• [INSTRUCTIONS TO FOLLOW]: Your task is to reproduce exactly the lines from the line with "to the thin" through the end of the records below.

=== EXERCISE MATERIAL ===

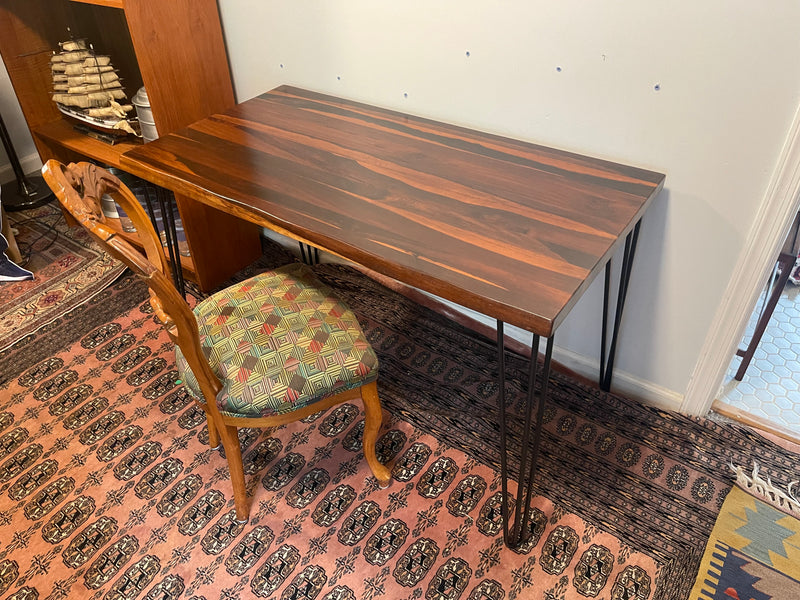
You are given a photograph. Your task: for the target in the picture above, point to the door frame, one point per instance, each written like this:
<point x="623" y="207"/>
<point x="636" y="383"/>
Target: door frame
<point x="756" y="262"/>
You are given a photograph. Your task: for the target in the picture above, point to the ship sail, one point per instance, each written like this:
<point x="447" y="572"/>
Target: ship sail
<point x="86" y="87"/>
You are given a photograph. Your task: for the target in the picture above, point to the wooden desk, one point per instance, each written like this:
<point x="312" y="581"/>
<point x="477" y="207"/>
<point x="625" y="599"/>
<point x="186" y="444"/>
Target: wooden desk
<point x="511" y="229"/>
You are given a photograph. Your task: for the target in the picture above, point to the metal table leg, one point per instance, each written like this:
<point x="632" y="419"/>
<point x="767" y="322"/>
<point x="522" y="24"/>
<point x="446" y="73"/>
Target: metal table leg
<point x="607" y="363"/>
<point x="165" y="200"/>
<point x="517" y="532"/>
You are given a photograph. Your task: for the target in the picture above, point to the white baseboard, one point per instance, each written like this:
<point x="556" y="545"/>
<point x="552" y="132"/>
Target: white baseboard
<point x="623" y="383"/>
<point x="29" y="164"/>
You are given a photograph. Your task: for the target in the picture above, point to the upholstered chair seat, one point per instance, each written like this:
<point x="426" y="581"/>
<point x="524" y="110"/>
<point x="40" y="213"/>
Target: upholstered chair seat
<point x="278" y="342"/>
<point x="271" y="350"/>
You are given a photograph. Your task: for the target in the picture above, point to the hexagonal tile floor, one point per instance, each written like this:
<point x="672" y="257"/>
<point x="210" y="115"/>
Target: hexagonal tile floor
<point x="770" y="388"/>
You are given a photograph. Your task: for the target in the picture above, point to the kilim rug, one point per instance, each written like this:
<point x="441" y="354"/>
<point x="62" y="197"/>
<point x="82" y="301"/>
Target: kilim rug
<point x="68" y="268"/>
<point x="754" y="548"/>
<point x="107" y="488"/>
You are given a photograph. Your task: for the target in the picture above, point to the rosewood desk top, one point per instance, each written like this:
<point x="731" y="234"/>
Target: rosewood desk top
<point x="514" y="230"/>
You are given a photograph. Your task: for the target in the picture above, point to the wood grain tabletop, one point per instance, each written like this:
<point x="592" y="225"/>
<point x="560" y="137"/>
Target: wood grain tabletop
<point x="514" y="230"/>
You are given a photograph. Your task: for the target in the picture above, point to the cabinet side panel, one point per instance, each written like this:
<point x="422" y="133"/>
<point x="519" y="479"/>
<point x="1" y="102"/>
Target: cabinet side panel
<point x="182" y="58"/>
<point x="26" y="43"/>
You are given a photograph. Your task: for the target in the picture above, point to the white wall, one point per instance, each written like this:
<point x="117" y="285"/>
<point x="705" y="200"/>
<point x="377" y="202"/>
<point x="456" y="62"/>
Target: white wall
<point x="702" y="91"/>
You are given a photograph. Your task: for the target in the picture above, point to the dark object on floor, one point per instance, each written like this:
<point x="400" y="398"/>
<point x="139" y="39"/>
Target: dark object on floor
<point x="9" y="271"/>
<point x="28" y="191"/>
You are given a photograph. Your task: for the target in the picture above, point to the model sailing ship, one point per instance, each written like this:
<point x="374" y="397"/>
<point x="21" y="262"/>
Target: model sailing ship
<point x="87" y="88"/>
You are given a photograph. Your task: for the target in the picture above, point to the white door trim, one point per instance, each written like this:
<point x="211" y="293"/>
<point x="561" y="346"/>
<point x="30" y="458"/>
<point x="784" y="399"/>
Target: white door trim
<point x="755" y="264"/>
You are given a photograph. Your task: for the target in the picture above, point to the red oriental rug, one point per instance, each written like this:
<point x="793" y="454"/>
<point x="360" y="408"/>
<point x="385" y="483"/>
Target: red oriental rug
<point x="68" y="269"/>
<point x="109" y="490"/>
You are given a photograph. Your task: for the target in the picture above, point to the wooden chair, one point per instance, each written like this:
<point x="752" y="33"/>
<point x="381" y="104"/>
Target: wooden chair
<point x="268" y="351"/>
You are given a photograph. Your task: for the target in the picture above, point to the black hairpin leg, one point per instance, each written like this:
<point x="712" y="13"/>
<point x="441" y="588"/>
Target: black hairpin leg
<point x="165" y="200"/>
<point x="607" y="362"/>
<point x="309" y="254"/>
<point x="517" y="532"/>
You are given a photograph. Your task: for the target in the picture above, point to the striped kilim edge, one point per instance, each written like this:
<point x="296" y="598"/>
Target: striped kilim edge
<point x="279" y="341"/>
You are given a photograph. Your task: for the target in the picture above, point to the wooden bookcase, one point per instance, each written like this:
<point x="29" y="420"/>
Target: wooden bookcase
<point x="175" y="48"/>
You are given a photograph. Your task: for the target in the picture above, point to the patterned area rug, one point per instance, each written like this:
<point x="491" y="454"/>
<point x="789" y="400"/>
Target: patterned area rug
<point x="754" y="550"/>
<point x="107" y="488"/>
<point x="68" y="268"/>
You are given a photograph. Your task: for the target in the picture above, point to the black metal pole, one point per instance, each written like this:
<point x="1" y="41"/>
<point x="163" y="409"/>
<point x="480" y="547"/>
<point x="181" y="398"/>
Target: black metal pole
<point x="31" y="191"/>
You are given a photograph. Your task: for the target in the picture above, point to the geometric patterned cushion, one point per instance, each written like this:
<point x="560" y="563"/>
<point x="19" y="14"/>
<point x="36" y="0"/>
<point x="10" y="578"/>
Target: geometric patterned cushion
<point x="279" y="341"/>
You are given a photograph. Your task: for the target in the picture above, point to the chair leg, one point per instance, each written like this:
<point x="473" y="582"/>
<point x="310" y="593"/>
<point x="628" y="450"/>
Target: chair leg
<point x="372" y="424"/>
<point x="213" y="434"/>
<point x="233" y="453"/>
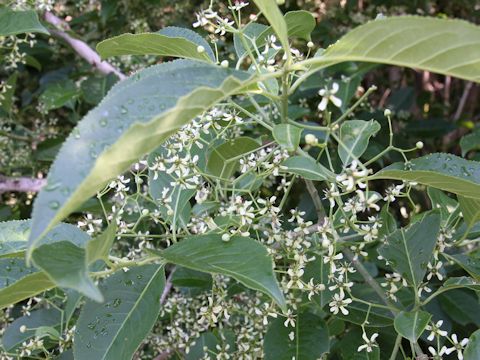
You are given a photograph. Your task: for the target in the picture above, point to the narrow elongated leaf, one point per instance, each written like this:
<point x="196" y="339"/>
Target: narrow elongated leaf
<point x="310" y="342"/>
<point x="19" y="22"/>
<point x="114" y="329"/>
<point x="449" y="47"/>
<point x="13" y="337"/>
<point x="409" y="250"/>
<point x="133" y="119"/>
<point x="411" y="324"/>
<point x="272" y="13"/>
<point x="307" y="168"/>
<point x="287" y="136"/>
<point x="442" y="171"/>
<point x="355" y="135"/>
<point x="470" y="209"/>
<point x="224" y="161"/>
<point x="14" y="236"/>
<point x="171" y="41"/>
<point x="242" y="258"/>
<point x="19" y="282"/>
<point x="472" y="351"/>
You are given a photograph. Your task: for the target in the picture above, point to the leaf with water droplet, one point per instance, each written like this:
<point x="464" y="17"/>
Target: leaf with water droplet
<point x="441" y="171"/>
<point x="129" y="319"/>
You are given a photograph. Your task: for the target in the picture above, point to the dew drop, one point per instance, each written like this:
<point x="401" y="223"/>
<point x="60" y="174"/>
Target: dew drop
<point x="54" y="205"/>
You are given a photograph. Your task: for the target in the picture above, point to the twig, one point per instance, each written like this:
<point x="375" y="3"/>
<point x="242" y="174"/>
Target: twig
<point x="168" y="287"/>
<point x="312" y="190"/>
<point x="21" y="184"/>
<point x="80" y="47"/>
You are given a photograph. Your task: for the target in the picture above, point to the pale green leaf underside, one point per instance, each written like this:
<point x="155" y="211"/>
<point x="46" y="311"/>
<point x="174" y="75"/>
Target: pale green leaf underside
<point x="114" y="329"/>
<point x="411" y="324"/>
<point x="470" y="209"/>
<point x="442" y="171"/>
<point x="135" y="117"/>
<point x="244" y="259"/>
<point x="449" y="47"/>
<point x="19" y="282"/>
<point x="19" y="22"/>
<point x="167" y="42"/>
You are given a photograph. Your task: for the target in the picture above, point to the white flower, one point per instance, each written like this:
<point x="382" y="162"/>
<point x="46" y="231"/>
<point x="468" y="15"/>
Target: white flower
<point x="369" y="343"/>
<point x="435" y="330"/>
<point x="457" y="346"/>
<point x="329" y="95"/>
<point x="434" y="270"/>
<point x="338" y="304"/>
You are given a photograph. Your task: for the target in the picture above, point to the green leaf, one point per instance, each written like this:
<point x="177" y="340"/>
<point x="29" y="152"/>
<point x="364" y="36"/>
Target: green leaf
<point x="115" y="329"/>
<point x="59" y="94"/>
<point x="99" y="247"/>
<point x="438" y="45"/>
<point x="307" y="168"/>
<point x="171" y="41"/>
<point x="299" y="23"/>
<point x="445" y="204"/>
<point x="442" y="171"/>
<point x="470" y="142"/>
<point x="472" y="351"/>
<point x="272" y="13"/>
<point x="13" y="337"/>
<point x="242" y="258"/>
<point x="409" y="250"/>
<point x="470" y="210"/>
<point x="7" y="101"/>
<point x="310" y="343"/>
<point x="287" y="136"/>
<point x="66" y="264"/>
<point x="462" y="306"/>
<point x="134" y="118"/>
<point x="460" y="282"/>
<point x="411" y="324"/>
<point x="355" y="135"/>
<point x="14" y="236"/>
<point x="19" y="282"/>
<point x="470" y="264"/>
<point x="224" y="159"/>
<point x="19" y="22"/>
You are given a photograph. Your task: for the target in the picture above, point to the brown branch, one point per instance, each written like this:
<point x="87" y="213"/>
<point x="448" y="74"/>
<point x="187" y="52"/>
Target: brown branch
<point x="21" y="184"/>
<point x="80" y="47"/>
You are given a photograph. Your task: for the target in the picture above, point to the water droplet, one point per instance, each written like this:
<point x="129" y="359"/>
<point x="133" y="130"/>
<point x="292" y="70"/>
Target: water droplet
<point x="53" y="204"/>
<point x="52" y="186"/>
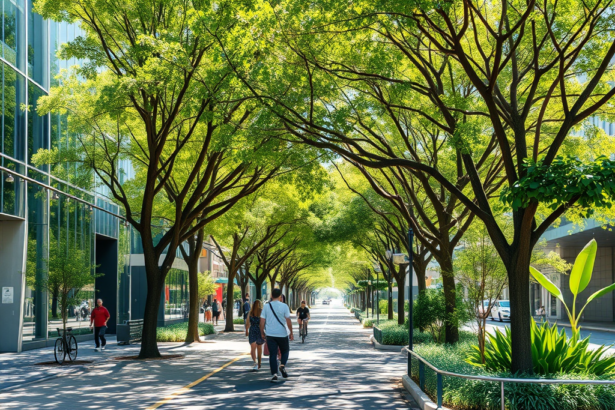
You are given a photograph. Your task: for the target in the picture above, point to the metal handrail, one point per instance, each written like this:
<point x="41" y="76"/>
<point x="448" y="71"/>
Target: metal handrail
<point x="439" y="373"/>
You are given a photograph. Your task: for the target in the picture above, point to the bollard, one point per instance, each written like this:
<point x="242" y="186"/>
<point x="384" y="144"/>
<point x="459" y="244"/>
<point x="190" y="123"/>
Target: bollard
<point x="502" y="401"/>
<point x="422" y="375"/>
<point x="439" y="390"/>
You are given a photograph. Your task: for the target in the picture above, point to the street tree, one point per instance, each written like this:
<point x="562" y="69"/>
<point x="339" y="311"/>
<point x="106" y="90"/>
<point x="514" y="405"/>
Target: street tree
<point x="155" y="91"/>
<point x="514" y="81"/>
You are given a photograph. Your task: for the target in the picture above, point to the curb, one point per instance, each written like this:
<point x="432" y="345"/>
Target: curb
<point x="390" y="348"/>
<point x="212" y="336"/>
<point x="421" y="398"/>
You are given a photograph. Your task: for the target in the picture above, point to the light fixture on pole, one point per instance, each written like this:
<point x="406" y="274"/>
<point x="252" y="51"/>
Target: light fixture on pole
<point x="402" y="259"/>
<point x="377" y="270"/>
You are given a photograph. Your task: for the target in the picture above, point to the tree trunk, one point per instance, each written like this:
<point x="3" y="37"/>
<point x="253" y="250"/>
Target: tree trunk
<point x="451" y="330"/>
<point x="244" y="290"/>
<point x="259" y="289"/>
<point x="519" y="286"/>
<point x="192" y="259"/>
<point x="401" y="290"/>
<point x="149" y="345"/>
<point x="193" y="316"/>
<point x="230" y="303"/>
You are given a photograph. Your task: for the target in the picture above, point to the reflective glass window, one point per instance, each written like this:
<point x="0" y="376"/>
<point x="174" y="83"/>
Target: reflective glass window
<point x="38" y="126"/>
<point x="35" y="301"/>
<point x="13" y="116"/>
<point x="70" y="236"/>
<point x="14" y="33"/>
<point x="38" y="49"/>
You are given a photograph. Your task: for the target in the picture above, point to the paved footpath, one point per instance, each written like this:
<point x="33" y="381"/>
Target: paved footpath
<point x="336" y="368"/>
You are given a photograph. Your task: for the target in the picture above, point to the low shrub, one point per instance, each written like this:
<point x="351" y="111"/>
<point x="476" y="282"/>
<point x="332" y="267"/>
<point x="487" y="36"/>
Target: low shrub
<point x="476" y="394"/>
<point x="552" y="352"/>
<point x="368" y="322"/>
<point x="177" y="332"/>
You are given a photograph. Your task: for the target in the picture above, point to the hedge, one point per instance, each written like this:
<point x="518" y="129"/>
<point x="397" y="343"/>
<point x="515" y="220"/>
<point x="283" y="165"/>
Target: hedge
<point x="466" y="394"/>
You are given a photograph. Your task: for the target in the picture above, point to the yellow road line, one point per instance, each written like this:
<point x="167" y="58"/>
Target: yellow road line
<point x="194" y="383"/>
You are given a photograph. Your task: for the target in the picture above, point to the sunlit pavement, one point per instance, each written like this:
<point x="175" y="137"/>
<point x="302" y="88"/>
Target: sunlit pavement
<point x="336" y="368"/>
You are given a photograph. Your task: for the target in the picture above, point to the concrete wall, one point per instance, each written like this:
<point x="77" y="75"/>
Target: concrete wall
<point x="12" y="274"/>
<point x="600" y="310"/>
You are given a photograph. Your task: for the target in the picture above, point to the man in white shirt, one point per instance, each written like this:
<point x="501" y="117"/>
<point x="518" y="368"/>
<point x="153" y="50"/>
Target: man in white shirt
<point x="276" y="324"/>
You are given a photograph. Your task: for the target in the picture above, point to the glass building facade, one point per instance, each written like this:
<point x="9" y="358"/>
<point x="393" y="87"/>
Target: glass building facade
<point x="39" y="226"/>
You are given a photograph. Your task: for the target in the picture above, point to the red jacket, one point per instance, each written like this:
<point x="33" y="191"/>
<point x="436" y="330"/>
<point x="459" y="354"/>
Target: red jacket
<point x="99" y="316"/>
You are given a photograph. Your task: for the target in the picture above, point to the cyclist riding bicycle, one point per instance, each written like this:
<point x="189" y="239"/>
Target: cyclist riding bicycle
<point x="303" y="315"/>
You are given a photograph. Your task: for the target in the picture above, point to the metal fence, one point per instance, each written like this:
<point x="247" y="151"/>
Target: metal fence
<point x="501" y="380"/>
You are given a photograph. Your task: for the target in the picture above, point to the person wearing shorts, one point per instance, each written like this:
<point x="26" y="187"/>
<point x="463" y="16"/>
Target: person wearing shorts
<point x="216" y="309"/>
<point x="98" y="319"/>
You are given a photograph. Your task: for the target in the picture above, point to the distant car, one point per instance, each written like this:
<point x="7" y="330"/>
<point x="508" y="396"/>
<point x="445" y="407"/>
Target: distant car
<point x="483" y="309"/>
<point x="501" y="310"/>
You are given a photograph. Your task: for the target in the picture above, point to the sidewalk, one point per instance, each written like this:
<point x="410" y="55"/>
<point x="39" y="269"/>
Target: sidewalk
<point x="19" y="369"/>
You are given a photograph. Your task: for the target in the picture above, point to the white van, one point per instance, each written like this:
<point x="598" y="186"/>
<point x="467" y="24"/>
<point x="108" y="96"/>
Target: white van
<point x="501" y="310"/>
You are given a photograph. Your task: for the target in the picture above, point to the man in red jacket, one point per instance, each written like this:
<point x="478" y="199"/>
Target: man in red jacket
<point x="100" y="315"/>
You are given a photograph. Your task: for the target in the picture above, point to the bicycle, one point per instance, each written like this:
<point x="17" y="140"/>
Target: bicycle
<point x="65" y="345"/>
<point x="303" y="330"/>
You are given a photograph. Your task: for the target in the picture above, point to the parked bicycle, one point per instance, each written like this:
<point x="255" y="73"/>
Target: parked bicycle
<point x="66" y="345"/>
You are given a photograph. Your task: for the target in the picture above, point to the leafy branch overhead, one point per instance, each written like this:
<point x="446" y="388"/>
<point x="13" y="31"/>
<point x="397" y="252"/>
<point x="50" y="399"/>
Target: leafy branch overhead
<point x="567" y="182"/>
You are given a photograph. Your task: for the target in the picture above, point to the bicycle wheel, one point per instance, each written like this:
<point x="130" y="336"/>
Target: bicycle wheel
<point x="59" y="352"/>
<point x="72" y="348"/>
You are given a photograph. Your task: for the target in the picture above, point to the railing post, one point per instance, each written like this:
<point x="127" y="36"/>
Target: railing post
<point x="439" y="378"/>
<point x="422" y="375"/>
<point x="503" y="403"/>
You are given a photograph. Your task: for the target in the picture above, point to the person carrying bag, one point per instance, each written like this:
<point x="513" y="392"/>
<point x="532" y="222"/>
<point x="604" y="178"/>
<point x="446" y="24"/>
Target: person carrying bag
<point x="278" y="334"/>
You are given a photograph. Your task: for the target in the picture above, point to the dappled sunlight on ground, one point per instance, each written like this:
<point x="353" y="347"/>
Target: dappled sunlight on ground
<point x="336" y="368"/>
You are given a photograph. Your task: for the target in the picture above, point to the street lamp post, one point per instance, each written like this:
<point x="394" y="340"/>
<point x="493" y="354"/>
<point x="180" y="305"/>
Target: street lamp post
<point x="377" y="269"/>
<point x="369" y="282"/>
<point x="410" y="301"/>
<point x="372" y="294"/>
<point x="389" y="255"/>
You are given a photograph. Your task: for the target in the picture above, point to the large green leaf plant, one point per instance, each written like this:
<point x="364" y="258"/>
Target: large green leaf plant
<point x="580" y="277"/>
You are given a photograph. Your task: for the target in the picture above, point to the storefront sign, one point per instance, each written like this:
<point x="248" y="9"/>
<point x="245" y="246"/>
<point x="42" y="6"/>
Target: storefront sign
<point x="7" y="295"/>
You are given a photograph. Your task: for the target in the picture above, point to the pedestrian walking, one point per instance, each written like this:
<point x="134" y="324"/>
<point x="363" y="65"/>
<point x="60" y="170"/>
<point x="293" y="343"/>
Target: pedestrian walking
<point x="216" y="309"/>
<point x="276" y="325"/>
<point x="253" y="331"/>
<point x="99" y="318"/>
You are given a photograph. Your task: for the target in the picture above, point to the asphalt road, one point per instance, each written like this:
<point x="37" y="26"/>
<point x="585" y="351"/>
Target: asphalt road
<point x="337" y="368"/>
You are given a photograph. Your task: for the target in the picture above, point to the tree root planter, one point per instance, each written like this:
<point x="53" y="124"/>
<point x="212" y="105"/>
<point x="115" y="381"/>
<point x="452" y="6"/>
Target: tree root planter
<point x="163" y="357"/>
<point x="390" y="348"/>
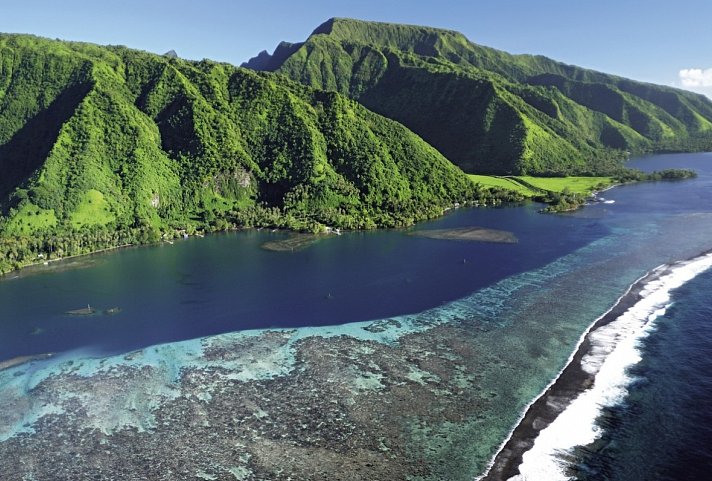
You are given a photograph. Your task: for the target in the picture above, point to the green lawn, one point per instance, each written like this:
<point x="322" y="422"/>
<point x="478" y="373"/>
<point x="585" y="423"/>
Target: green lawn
<point x="92" y="210"/>
<point x="530" y="186"/>
<point x="504" y="183"/>
<point x="579" y="185"/>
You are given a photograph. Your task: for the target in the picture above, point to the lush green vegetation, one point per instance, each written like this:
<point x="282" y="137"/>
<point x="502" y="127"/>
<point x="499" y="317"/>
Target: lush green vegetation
<point x="104" y="146"/>
<point x="492" y="112"/>
<point x="507" y="183"/>
<point x="534" y="187"/>
<point x="576" y="185"/>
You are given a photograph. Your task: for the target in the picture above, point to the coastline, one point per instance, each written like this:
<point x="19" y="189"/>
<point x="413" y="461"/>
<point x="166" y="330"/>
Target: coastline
<point x="521" y="438"/>
<point x="572" y="381"/>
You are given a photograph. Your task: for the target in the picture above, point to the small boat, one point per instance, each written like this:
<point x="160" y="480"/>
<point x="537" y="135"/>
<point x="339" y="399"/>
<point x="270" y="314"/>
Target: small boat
<point x="85" y="311"/>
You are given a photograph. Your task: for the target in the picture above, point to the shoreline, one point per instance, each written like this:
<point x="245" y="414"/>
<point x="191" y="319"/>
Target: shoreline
<point x="571" y="381"/>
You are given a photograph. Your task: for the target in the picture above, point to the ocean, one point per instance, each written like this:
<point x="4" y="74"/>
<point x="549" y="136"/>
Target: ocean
<point x="621" y="268"/>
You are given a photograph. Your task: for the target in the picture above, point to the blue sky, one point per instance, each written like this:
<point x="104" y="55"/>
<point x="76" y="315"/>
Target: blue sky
<point x="657" y="41"/>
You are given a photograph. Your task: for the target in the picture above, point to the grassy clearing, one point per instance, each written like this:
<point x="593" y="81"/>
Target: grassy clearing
<point x="578" y="185"/>
<point x="92" y="210"/>
<point x="30" y="218"/>
<point x="508" y="183"/>
<point x="532" y="186"/>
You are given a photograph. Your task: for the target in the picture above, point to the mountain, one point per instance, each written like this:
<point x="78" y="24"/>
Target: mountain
<point x="489" y="111"/>
<point x="108" y="138"/>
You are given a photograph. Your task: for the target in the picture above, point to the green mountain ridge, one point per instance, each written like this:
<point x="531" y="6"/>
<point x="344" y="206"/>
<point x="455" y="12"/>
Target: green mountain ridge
<point x="489" y="111"/>
<point x="106" y="140"/>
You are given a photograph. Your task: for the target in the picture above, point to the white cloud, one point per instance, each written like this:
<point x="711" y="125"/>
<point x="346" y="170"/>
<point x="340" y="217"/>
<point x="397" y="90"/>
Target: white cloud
<point x="696" y="77"/>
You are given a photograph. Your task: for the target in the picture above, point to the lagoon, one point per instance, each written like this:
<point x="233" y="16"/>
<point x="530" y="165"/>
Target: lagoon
<point x="422" y="352"/>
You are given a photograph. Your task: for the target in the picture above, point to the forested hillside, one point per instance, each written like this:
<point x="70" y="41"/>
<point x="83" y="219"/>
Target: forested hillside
<point x="489" y="111"/>
<point x="101" y="146"/>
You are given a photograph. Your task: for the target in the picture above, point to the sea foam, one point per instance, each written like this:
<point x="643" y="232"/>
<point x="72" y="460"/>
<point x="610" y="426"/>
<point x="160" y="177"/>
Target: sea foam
<point x="615" y="347"/>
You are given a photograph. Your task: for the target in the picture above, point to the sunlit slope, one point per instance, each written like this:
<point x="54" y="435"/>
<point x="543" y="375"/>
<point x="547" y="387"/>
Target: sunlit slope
<point x="489" y="111"/>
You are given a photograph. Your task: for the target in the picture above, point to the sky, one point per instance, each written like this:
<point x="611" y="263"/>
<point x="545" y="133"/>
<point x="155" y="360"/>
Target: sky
<point x="656" y="41"/>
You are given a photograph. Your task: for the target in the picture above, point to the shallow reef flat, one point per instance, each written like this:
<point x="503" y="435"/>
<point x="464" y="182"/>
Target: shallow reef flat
<point x="479" y="234"/>
<point x="427" y="396"/>
<point x="294" y="242"/>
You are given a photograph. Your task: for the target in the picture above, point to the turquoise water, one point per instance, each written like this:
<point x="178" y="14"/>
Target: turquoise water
<point x="661" y="429"/>
<point x="531" y="301"/>
<point x="224" y="283"/>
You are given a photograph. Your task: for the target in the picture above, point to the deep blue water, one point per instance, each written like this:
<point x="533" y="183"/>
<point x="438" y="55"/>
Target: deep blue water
<point x="226" y="282"/>
<point x="538" y="295"/>
<point x="663" y="430"/>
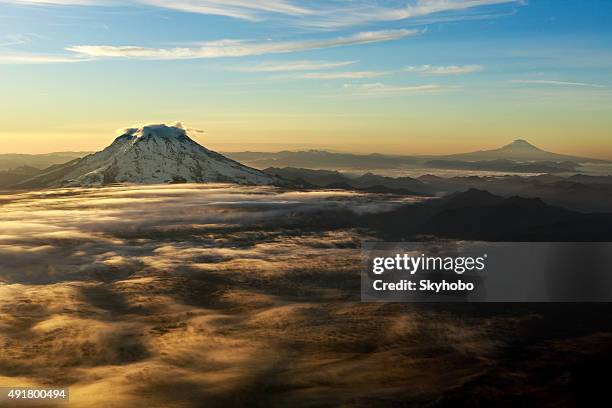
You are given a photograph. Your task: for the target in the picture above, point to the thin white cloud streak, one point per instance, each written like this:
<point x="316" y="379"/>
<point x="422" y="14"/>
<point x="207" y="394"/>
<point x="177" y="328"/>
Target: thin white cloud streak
<point x="294" y="66"/>
<point x="384" y="90"/>
<point x="238" y="48"/>
<point x="342" y="75"/>
<point x="26" y="59"/>
<point x="240" y="9"/>
<point x="363" y="12"/>
<point x="554" y="82"/>
<point x="445" y="70"/>
<point x="326" y="15"/>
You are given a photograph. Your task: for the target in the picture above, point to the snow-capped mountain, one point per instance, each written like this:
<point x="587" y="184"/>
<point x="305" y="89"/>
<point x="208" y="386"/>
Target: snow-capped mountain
<point x="521" y="150"/>
<point x="152" y="154"/>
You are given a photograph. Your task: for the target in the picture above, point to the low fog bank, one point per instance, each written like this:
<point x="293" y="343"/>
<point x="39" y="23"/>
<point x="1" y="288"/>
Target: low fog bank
<point x="217" y="295"/>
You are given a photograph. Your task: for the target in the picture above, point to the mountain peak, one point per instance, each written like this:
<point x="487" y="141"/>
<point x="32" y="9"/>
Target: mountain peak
<point x="153" y="154"/>
<point x="520" y="144"/>
<point x="156" y="131"/>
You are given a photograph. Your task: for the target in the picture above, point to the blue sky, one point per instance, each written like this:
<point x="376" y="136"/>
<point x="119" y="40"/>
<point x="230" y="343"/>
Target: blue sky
<point x="410" y="76"/>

===

• [TASK RESPONSE]:
You are given a photograph. Your task: for the target in the picture above, point to the thin white cloud streak, one point per instance, each written like this:
<point x="316" y="379"/>
<point x="422" y="14"/>
<point x="207" y="394"/>
<point x="177" y="328"/>
Target: thin white cloud streak
<point x="294" y="66"/>
<point x="384" y="90"/>
<point x="238" y="48"/>
<point x="342" y="75"/>
<point x="26" y="59"/>
<point x="240" y="9"/>
<point x="363" y="12"/>
<point x="554" y="82"/>
<point x="445" y="70"/>
<point x="326" y="15"/>
You are given a photograph. Your task: for the target in the picture above, point to the snow-capped mountain, one point per instance, each written like this:
<point x="587" y="184"/>
<point x="305" y="89"/>
<point x="208" y="386"/>
Target: snow-capped mountain
<point x="521" y="150"/>
<point x="152" y="154"/>
You are given a photograph. Your task: for the target in the picture above, point to the low fog bank, one point per instance, each written like this:
<point x="293" y="343"/>
<point x="39" y="23"/>
<point x="1" y="288"/>
Target: low fog bank
<point x="217" y="295"/>
You are given a photograph. Your task: for the target in the picture above, point to the mountain peak, one point per instance, each written like this:
<point x="487" y="141"/>
<point x="32" y="9"/>
Target: mountain peak
<point x="153" y="154"/>
<point x="520" y="144"/>
<point x="156" y="131"/>
You are given a photograph. Your task: for the target in the picture above, point to the blue sky, one point per instance, each written like this:
<point x="376" y="136"/>
<point x="119" y="40"/>
<point x="230" y="343"/>
Target: blue sky
<point x="410" y="76"/>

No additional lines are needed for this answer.